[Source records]
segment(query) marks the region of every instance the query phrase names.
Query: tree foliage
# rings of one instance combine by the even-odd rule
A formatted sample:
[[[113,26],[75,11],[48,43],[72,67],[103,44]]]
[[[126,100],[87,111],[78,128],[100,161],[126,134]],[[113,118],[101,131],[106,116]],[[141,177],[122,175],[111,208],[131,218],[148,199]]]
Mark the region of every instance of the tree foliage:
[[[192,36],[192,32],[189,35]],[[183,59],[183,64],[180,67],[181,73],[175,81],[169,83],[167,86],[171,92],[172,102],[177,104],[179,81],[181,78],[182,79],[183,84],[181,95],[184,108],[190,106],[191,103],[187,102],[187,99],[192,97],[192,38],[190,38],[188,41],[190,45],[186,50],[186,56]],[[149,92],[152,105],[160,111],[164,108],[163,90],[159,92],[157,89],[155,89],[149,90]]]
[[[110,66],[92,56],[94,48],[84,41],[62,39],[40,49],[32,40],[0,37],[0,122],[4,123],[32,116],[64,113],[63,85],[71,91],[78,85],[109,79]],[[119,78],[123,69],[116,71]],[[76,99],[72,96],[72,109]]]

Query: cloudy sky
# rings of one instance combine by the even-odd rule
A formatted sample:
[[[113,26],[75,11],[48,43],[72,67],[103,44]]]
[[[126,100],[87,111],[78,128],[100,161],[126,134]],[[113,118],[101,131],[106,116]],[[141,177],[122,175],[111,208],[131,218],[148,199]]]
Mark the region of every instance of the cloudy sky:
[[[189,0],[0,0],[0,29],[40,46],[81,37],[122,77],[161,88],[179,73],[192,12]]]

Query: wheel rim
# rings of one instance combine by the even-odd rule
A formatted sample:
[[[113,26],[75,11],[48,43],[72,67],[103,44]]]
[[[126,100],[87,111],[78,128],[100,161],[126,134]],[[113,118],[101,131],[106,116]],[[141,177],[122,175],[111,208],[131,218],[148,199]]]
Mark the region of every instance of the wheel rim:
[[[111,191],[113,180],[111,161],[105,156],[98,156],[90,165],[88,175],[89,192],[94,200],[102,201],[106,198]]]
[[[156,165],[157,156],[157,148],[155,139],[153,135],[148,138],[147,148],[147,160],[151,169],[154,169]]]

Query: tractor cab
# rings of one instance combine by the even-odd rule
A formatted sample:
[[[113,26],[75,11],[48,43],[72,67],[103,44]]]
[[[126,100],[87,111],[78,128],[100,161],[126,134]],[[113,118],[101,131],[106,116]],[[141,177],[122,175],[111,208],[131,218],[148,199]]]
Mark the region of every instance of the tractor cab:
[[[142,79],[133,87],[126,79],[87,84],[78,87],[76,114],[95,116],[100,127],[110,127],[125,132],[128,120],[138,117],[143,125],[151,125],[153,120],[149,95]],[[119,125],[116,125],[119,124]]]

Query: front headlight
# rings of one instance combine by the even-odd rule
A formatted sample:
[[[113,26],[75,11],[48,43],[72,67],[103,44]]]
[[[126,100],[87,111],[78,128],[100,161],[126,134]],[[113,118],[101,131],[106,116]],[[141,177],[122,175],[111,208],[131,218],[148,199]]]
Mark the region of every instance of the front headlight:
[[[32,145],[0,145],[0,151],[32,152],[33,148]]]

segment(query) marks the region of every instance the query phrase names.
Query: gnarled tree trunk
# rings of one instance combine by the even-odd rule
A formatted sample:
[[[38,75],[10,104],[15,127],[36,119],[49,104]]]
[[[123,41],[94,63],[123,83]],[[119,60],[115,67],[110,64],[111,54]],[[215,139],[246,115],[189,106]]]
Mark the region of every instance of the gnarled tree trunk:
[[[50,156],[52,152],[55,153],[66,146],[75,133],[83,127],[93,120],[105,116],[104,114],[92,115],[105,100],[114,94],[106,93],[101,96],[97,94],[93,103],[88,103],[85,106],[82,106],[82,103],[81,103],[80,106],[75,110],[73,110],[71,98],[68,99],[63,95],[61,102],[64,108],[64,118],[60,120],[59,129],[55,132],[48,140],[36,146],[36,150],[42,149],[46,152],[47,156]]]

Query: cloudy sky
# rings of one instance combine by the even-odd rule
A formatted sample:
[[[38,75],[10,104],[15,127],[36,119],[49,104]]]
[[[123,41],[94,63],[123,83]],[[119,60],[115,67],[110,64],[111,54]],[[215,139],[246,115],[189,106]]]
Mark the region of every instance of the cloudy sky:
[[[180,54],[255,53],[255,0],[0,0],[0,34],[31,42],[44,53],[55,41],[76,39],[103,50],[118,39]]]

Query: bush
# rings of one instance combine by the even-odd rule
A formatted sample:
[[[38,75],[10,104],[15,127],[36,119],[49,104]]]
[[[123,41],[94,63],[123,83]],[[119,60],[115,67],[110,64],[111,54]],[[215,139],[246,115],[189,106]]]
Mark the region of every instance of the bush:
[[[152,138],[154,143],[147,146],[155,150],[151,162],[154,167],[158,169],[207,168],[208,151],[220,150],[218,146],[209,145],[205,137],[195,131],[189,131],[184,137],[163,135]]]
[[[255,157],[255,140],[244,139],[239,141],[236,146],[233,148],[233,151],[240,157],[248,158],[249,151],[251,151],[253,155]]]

--

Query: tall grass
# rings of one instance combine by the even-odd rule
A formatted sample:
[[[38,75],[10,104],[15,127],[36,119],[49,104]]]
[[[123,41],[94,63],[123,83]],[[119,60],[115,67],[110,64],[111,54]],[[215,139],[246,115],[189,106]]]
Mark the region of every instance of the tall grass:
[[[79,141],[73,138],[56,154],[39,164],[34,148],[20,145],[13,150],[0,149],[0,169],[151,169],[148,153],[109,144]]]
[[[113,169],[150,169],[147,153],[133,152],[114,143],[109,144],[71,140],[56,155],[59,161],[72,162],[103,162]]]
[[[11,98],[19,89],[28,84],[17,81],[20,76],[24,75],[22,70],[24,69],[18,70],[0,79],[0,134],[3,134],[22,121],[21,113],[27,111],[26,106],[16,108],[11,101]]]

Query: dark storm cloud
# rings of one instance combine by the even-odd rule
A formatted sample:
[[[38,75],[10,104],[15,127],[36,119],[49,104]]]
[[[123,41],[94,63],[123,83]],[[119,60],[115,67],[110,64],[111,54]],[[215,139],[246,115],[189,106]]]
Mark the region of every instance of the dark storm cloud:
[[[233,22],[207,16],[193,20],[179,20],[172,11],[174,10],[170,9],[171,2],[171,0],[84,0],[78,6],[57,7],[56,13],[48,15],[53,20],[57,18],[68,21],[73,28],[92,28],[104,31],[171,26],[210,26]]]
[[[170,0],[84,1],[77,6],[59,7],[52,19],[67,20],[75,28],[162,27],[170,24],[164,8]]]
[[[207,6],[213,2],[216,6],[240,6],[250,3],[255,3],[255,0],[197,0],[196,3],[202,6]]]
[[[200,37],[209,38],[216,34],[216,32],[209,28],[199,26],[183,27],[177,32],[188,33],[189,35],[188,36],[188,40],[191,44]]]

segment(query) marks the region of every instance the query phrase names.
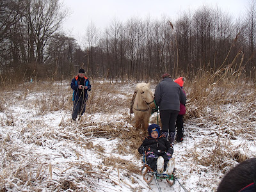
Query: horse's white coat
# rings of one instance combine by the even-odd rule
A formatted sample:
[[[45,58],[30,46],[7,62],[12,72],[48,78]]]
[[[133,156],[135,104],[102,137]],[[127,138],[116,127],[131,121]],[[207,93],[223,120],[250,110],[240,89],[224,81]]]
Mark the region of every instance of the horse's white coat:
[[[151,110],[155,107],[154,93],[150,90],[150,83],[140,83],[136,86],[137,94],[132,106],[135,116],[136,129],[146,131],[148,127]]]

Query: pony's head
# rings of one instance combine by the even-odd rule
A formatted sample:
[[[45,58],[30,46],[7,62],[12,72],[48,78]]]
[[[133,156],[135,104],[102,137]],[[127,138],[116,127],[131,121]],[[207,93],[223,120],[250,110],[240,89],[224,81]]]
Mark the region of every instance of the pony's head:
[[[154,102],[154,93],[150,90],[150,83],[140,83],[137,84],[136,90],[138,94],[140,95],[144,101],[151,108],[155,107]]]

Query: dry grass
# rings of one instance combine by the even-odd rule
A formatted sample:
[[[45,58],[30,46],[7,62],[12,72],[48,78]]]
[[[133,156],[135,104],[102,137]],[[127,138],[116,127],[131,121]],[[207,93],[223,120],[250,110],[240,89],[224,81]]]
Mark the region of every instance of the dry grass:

==

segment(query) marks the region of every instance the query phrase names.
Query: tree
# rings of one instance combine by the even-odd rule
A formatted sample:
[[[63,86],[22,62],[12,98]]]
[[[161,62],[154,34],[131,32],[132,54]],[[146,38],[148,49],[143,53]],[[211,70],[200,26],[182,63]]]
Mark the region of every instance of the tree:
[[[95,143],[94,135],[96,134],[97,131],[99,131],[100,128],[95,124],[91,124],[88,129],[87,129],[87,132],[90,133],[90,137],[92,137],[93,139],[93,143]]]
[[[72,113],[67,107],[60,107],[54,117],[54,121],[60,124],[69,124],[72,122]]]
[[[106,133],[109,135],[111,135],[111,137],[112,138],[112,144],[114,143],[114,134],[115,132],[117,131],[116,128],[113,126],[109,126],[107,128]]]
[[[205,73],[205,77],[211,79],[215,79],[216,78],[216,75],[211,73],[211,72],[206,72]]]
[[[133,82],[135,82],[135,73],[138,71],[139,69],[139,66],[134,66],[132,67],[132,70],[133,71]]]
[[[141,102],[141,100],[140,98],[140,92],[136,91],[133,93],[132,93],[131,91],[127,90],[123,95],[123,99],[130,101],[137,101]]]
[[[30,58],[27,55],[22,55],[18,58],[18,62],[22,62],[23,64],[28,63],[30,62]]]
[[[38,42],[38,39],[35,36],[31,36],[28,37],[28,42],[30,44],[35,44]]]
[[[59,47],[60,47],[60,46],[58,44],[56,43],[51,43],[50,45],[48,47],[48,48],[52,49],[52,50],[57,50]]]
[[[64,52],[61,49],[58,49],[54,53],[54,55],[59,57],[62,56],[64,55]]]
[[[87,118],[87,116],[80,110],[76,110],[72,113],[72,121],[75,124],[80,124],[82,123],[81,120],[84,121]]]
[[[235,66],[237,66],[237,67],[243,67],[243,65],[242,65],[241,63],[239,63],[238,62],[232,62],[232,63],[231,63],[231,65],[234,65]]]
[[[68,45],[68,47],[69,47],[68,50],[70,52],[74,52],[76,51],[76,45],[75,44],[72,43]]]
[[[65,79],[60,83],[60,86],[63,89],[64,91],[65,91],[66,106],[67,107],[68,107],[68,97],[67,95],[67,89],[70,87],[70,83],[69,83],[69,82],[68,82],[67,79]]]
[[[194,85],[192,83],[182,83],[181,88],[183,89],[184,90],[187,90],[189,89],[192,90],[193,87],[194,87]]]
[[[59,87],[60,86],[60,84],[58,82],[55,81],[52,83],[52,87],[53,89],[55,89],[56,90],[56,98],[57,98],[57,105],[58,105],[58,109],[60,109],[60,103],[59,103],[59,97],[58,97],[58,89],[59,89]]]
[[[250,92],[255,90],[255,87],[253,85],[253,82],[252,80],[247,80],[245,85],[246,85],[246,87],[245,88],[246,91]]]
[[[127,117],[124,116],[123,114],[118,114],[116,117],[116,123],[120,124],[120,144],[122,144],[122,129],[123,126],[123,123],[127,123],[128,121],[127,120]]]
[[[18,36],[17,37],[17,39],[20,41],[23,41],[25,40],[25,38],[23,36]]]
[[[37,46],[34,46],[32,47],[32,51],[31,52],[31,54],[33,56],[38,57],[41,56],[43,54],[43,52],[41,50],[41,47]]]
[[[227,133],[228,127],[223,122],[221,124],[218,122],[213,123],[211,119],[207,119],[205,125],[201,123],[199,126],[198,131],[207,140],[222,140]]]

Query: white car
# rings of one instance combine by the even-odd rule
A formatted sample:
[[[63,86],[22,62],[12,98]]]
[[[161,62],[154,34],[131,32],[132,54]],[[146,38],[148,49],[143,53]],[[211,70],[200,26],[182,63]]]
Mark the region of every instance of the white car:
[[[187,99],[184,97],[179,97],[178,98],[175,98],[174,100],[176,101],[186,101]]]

→ **Instructions for the task**
Reproduce the lines of the records unchanged, starting at the line that contains "Query: pony's head" and stopping after the line that contains "Mark the region of every instance of the dry".

→ **Complete answer**
Query: pony's head
# rings of one instance combine by the even-odd rule
A formatted sample:
[[[45,58],[30,46],[7,62],[12,72],[48,78]]]
[[[133,156],[135,104],[102,137]],[[127,138],[116,127],[131,121]],[[207,93],[223,120],[250,110],[240,89],[224,81]]]
Mark the region of every instance of the pony's head:
[[[154,102],[154,93],[150,90],[150,83],[140,83],[137,84],[136,90],[138,94],[140,95],[144,101],[151,108],[155,107]]]

Query: dry grass
# rings of one instance combine by the even-odd rule
A formatted sample:
[[[45,58],[30,46],[7,62],[12,72],[48,78]]]
[[[133,156],[135,104],[102,137]],[[127,138],[116,127],[131,121]],[[207,93],[223,120],[250,110],[240,89],[224,81]]]
Mark the region of every instance of the dry grass:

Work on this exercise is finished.